WHAT YOU HAVE TO DO. Recast the entries as a Markdown table with the columns Row and Text, starting at the line that contains "of the standing" and ending at the last line of the entries. Number each line and leave out blank lines.

......

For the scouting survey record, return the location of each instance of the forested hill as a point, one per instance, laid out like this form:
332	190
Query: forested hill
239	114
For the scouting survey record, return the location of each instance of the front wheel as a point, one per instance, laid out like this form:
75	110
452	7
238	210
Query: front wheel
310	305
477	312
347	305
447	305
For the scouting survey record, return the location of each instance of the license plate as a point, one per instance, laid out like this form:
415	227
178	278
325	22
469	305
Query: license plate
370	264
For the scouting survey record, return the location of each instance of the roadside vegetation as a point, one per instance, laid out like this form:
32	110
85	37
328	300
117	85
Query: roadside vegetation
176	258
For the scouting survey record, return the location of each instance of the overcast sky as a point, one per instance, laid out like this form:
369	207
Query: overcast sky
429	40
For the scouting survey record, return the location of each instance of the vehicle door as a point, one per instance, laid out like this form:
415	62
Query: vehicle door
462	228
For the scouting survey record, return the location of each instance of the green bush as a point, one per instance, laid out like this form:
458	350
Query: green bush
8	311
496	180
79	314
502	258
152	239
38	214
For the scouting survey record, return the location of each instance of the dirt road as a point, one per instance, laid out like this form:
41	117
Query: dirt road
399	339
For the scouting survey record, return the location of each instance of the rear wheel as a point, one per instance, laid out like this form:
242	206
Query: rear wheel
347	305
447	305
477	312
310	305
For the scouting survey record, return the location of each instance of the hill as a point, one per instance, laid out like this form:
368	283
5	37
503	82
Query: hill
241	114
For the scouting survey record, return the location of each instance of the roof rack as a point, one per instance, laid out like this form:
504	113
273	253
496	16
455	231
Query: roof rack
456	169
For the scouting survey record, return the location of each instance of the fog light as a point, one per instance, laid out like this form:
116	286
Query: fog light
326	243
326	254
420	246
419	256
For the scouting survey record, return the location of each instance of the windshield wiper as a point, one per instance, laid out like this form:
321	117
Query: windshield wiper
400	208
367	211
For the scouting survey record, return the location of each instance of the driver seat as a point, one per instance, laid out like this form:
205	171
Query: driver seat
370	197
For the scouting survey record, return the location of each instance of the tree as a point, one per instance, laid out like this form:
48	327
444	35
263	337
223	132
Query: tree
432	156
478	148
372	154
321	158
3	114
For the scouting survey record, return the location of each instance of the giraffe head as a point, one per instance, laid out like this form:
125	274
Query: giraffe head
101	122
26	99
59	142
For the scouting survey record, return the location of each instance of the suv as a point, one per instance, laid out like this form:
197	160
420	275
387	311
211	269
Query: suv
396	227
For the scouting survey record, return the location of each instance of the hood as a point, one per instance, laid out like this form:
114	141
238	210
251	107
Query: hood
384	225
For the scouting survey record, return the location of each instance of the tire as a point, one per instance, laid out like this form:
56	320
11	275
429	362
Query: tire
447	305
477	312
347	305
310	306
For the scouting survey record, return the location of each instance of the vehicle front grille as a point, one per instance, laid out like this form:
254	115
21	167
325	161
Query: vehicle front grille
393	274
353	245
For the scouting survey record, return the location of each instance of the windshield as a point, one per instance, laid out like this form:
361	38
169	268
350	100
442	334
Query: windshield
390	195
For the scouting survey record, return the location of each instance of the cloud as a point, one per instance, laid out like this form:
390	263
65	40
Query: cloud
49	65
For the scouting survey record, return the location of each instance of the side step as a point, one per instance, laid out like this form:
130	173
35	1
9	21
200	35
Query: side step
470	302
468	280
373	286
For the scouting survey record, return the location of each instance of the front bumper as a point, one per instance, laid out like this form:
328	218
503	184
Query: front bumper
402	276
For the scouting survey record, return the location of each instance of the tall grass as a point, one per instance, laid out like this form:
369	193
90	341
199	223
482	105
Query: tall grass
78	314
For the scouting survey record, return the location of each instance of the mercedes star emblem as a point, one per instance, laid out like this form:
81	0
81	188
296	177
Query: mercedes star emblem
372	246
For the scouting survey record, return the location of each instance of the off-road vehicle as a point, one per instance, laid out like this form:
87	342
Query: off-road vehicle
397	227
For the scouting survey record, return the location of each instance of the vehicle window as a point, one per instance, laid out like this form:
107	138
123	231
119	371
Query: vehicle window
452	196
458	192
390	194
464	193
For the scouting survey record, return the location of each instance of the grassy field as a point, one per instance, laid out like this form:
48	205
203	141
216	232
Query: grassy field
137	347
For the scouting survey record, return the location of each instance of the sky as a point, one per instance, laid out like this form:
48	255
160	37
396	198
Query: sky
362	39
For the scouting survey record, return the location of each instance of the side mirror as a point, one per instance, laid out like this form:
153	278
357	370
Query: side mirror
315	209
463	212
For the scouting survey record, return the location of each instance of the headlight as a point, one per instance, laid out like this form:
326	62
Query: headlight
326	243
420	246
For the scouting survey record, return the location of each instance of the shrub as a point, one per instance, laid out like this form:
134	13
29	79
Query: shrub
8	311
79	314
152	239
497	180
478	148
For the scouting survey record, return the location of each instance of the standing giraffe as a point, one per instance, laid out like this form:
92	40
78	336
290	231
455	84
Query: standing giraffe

......

TASK RESULT.
| Row | Text |
|---|---|
| 1 | For the scouting survey record, return the location of each instance of the standing giraffe as a point, one per instance, laid out like this form: |
| 2 | 92	40 |
| 3 | 78	336 |
| 4 | 290	231 |
| 5 | 455	84 |
| 6 | Query: standing giraffe |